═════ Records shown ═════

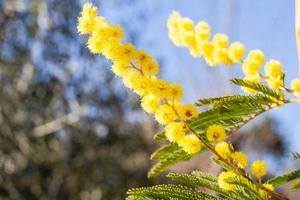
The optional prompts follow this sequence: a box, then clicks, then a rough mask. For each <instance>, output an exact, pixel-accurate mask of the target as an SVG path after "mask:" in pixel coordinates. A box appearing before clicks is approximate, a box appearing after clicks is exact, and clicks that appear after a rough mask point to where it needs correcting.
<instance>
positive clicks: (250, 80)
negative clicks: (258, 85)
mask: <svg viewBox="0 0 300 200" xmlns="http://www.w3.org/2000/svg"><path fill="white" fill-rule="evenodd" d="M243 80H246V81H251V82H254V83H259V81H260V80H259V76H258V75H248V76H246V77H245V78H244V79H243ZM241 88H242V90H244V91H245V92H247V93H253V92H255V90H254V89H252V88H248V87H241Z"/></svg>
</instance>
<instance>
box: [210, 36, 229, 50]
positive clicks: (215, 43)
mask: <svg viewBox="0 0 300 200" xmlns="http://www.w3.org/2000/svg"><path fill="white" fill-rule="evenodd" d="M212 42H213V44H214V45H215V46H216V47H218V48H221V49H223V48H227V47H228V44H229V39H228V37H227V35H225V34H222V33H217V34H215V36H214V37H213V40H212Z"/></svg>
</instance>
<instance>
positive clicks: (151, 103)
mask: <svg viewBox="0 0 300 200" xmlns="http://www.w3.org/2000/svg"><path fill="white" fill-rule="evenodd" d="M141 106H142V108H143V109H144V110H145V111H146V112H148V113H155V112H156V111H157V109H158V107H159V106H160V97H158V96H155V95H153V94H147V95H146V96H144V97H143V98H142V99H141Z"/></svg>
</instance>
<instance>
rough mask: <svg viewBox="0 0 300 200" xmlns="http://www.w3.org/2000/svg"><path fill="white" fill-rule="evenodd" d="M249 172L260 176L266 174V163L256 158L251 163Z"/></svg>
mask: <svg viewBox="0 0 300 200" xmlns="http://www.w3.org/2000/svg"><path fill="white" fill-rule="evenodd" d="M251 172H252V174H253V175H254V176H256V177H258V178H260V177H262V176H264V175H266V174H267V164H266V163H265V162H264V161H261V160H256V161H254V162H253V163H252V165H251Z"/></svg>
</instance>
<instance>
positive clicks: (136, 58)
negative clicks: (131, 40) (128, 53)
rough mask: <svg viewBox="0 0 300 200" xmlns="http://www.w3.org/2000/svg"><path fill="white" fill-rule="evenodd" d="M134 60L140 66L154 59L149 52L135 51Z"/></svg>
mask: <svg viewBox="0 0 300 200" xmlns="http://www.w3.org/2000/svg"><path fill="white" fill-rule="evenodd" d="M134 58H135V60H136V62H137V63H138V64H139V65H143V64H144V63H147V62H149V61H150V60H151V59H152V58H151V56H150V55H149V54H148V53H147V52H145V51H141V50H137V51H135V54H134Z"/></svg>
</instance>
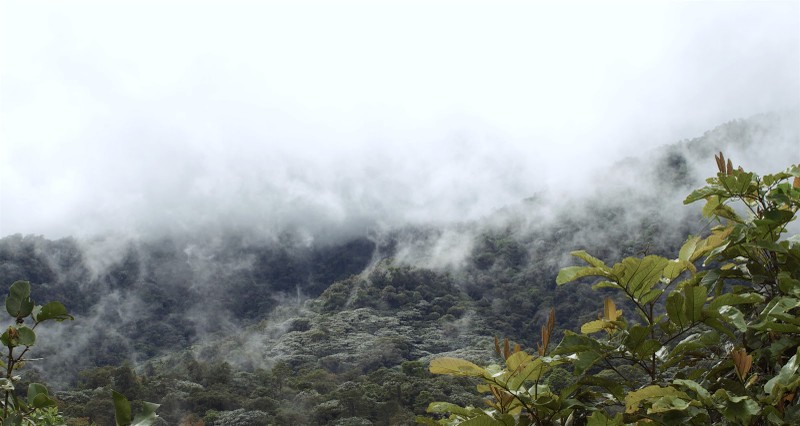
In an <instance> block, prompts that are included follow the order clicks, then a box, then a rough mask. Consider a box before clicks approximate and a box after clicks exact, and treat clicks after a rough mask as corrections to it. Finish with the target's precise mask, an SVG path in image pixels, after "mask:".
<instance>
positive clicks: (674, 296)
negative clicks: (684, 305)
mask: <svg viewBox="0 0 800 426" xmlns="http://www.w3.org/2000/svg"><path fill="white" fill-rule="evenodd" d="M666 308H667V316H668V317H669V320H670V321H672V322H673V323H674V324H675V325H677V326H678V328H680V329H683V328H684V327H687V326H688V325H689V320H688V318H686V313H685V312H684V300H683V295H682V294H681V292H679V291H673V292H672V293H670V294H669V296H667V306H666Z"/></svg>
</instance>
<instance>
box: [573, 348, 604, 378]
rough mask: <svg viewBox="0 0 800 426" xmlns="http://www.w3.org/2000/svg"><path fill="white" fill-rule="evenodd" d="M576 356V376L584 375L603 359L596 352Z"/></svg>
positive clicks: (583, 353) (577, 353) (599, 354)
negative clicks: (589, 368)
mask: <svg viewBox="0 0 800 426" xmlns="http://www.w3.org/2000/svg"><path fill="white" fill-rule="evenodd" d="M576 355H577V359H576V360H574V361H573V362H572V366H573V368H574V369H575V370H574V373H575V374H583V373H584V372H585V371H586V370H588V369H589V368H591V367H592V366H593V365H594V364H595V363H596V362H597V361H599V360H601V359H603V355H602V354H600V353H599V352H596V351H584V352H578V353H577V354H576Z"/></svg>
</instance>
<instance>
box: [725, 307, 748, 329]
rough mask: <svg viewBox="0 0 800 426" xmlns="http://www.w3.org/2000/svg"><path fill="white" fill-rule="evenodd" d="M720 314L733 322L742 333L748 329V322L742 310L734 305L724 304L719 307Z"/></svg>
mask: <svg viewBox="0 0 800 426" xmlns="http://www.w3.org/2000/svg"><path fill="white" fill-rule="evenodd" d="M719 314H720V315H722V316H723V317H724V318H725V319H727V320H728V322H729V323H730V324H733V326H734V327H736V330H738V331H739V332H740V333H744V332H745V331H747V322H746V321H745V320H744V314H742V311H740V310H738V309H736V308H734V307H733V306H723V307H721V308H719Z"/></svg>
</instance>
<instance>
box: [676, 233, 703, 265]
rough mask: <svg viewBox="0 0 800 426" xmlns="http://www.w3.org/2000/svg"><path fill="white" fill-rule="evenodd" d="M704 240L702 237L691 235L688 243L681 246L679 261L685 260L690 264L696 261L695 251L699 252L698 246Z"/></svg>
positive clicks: (686, 241)
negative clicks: (694, 258) (699, 242)
mask: <svg viewBox="0 0 800 426" xmlns="http://www.w3.org/2000/svg"><path fill="white" fill-rule="evenodd" d="M701 240H702V238H701V237H700V236H696V235H690V236H689V238H688V239H686V242H685V243H683V246H681V249H680V251H679V252H678V259H679V260H683V261H684V262H690V261H692V260H694V258H693V257H692V256H694V252H695V250H697V244H698V243H699V242H700V241H701Z"/></svg>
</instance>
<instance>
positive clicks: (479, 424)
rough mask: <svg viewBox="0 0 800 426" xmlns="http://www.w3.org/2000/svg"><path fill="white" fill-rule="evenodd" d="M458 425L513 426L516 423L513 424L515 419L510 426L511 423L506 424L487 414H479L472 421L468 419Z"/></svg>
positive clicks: (512, 419) (510, 424)
mask: <svg viewBox="0 0 800 426" xmlns="http://www.w3.org/2000/svg"><path fill="white" fill-rule="evenodd" d="M458 424H459V425H460V426H510V425H513V424H514V423H513V419H512V422H511V423H510V425H509V423H506V422H504V421H502V420H498V419H495V418H493V417H490V416H489V415H487V414H485V413H481V414H478V415H477V416H476V417H473V418H471V419H467V420H465V421H463V422H460V423H458Z"/></svg>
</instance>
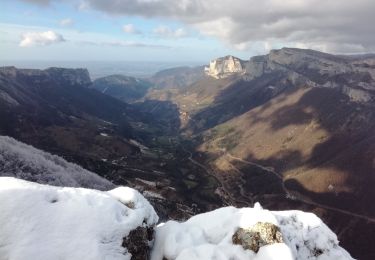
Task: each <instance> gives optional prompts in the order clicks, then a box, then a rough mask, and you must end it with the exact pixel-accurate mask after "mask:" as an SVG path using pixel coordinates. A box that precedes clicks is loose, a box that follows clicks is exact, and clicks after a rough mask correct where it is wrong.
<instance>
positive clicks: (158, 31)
mask: <svg viewBox="0 0 375 260" xmlns="http://www.w3.org/2000/svg"><path fill="white" fill-rule="evenodd" d="M153 33H154V34H156V35H157V36H159V37H163V38H182V37H185V36H187V32H186V30H185V29H184V28H178V29H175V30H173V29H171V28H170V27H168V26H164V25H160V26H158V27H156V28H154V29H153Z"/></svg>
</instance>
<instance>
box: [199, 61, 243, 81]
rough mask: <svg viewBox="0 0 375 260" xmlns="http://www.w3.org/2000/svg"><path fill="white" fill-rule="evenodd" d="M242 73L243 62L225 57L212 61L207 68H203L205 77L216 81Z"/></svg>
mask: <svg viewBox="0 0 375 260" xmlns="http://www.w3.org/2000/svg"><path fill="white" fill-rule="evenodd" d="M244 72H245V69H244V67H243V61H242V60H240V59H239V58H236V57H233V56H225V57H222V58H218V59H215V60H212V61H211V62H210V65H209V67H206V68H205V73H206V75H208V76H211V77H214V78H217V79H219V78H226V77H228V76H230V75H232V74H242V73H244Z"/></svg>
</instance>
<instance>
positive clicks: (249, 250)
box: [151, 204, 352, 260]
mask: <svg viewBox="0 0 375 260" xmlns="http://www.w3.org/2000/svg"><path fill="white" fill-rule="evenodd" d="M257 222H269V223H273V224H275V225H277V226H279V228H280V230H281V233H282V235H283V241H284V242H285V243H277V244H272V245H268V246H264V247H261V248H260V250H259V252H258V253H254V252H253V251H250V250H244V249H243V248H242V246H239V245H233V243H232V236H233V234H234V233H235V231H236V230H237V229H238V228H239V227H242V228H247V227H250V226H252V225H254V224H256V223H257ZM155 241H156V242H155V245H154V248H153V253H152V257H151V259H152V260H162V259H163V257H164V258H166V259H168V260H172V259H177V260H196V259H200V260H207V259H215V260H227V259H236V260H242V259H244V260H271V259H273V260H280V259H282V260H291V259H300V260H305V259H317V260H328V259H335V260H341V259H342V260H343V259H352V258H351V257H350V255H349V254H348V253H347V252H346V251H345V250H344V249H343V248H341V247H339V246H338V241H337V237H336V235H335V234H334V233H333V232H332V231H331V230H330V229H329V228H328V227H327V226H326V225H325V224H324V223H323V222H322V221H321V220H320V219H319V218H318V217H317V216H315V215H314V214H312V213H305V212H302V211H268V210H264V209H262V208H261V206H260V205H259V204H258V205H257V206H256V207H254V208H242V209H237V208H234V207H226V208H221V209H217V210H215V211H212V212H208V213H204V214H200V215H197V216H194V217H192V218H190V219H189V220H188V221H186V222H184V223H178V222H175V221H168V222H167V223H165V224H162V225H159V227H157V229H156V240H155Z"/></svg>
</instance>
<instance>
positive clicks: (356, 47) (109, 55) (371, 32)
mask: <svg viewBox="0 0 375 260" xmlns="http://www.w3.org/2000/svg"><path fill="white" fill-rule="evenodd" d="M0 4H1V9H2V10H1V12H0V59H2V60H8V61H9V60H10V61H17V60H42V61H52V60H60V61H74V60H77V61H78V60H85V61H157V62H177V61H186V62H201V61H202V62H206V63H207V61H209V60H211V59H213V58H216V57H220V56H225V55H228V54H231V55H234V56H237V57H240V58H242V59H248V58H249V57H251V56H254V55H259V54H265V53H267V52H269V51H270V50H271V49H278V48H282V47H297V48H311V49H315V50H319V51H324V52H330V53H340V54H355V53H367V52H375V26H374V23H375V17H374V14H373V13H374V10H375V1H374V0H355V1H354V0H262V1H260V0H220V1H219V0H64V1H61V0H60V1H58V0H0Z"/></svg>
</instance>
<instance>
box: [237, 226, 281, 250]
mask: <svg viewBox="0 0 375 260" xmlns="http://www.w3.org/2000/svg"><path fill="white" fill-rule="evenodd" d="M232 242H233V244H236V245H241V246H242V247H243V248H244V249H250V250H252V251H254V252H258V251H259V248H260V247H262V246H265V245H270V244H275V243H283V237H282V234H281V232H280V229H279V227H277V226H276V225H274V224H272V223H267V222H258V223H256V224H255V225H254V226H251V227H249V228H246V229H244V228H239V229H238V230H237V231H236V232H235V233H234V235H233V236H232Z"/></svg>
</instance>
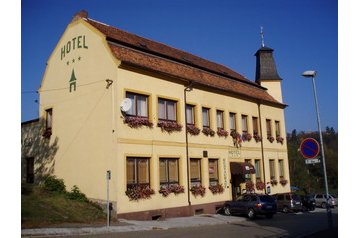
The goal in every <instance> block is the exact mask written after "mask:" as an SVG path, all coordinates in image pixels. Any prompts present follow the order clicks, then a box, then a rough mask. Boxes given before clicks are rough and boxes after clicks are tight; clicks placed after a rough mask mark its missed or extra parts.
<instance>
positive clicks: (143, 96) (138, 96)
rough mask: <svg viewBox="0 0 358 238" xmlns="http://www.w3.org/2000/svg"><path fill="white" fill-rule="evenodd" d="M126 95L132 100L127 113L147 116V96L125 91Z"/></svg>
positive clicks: (143, 115) (130, 99)
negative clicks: (135, 93)
mask: <svg viewBox="0 0 358 238" xmlns="http://www.w3.org/2000/svg"><path fill="white" fill-rule="evenodd" d="M126 97H127V98H129V99H130V100H131V102H132V107H131V108H130V109H129V111H128V112H127V115H130V116H138V117H148V96H145V95H140V94H135V93H129V92H127V93H126Z"/></svg>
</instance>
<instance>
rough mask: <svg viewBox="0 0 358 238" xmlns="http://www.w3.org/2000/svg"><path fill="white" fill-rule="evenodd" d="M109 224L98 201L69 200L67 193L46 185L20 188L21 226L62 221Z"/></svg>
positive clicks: (24, 184)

═════

### Problem description
No line before the one with "negative clicks: (135, 93)" belongs in the answer; copy that line and the rest of the records exactly.

### Response
negative clicks: (135, 93)
mask: <svg viewBox="0 0 358 238" xmlns="http://www.w3.org/2000/svg"><path fill="white" fill-rule="evenodd" d="M126 97H127V98H129V99H130V100H131V102H132V107H131V108H130V109H129V111H128V112H127V115H130V116H138V117H148V96H145V95H140V94H135V93H129V92H127V93H126Z"/></svg>
</instance>
<instance>
rough mask: <svg viewBox="0 0 358 238" xmlns="http://www.w3.org/2000/svg"><path fill="white" fill-rule="evenodd" d="M109 224L98 201L69 200L67 193L46 185L20 188L21 226L62 221Z"/></svg>
positive clicks: (24, 184)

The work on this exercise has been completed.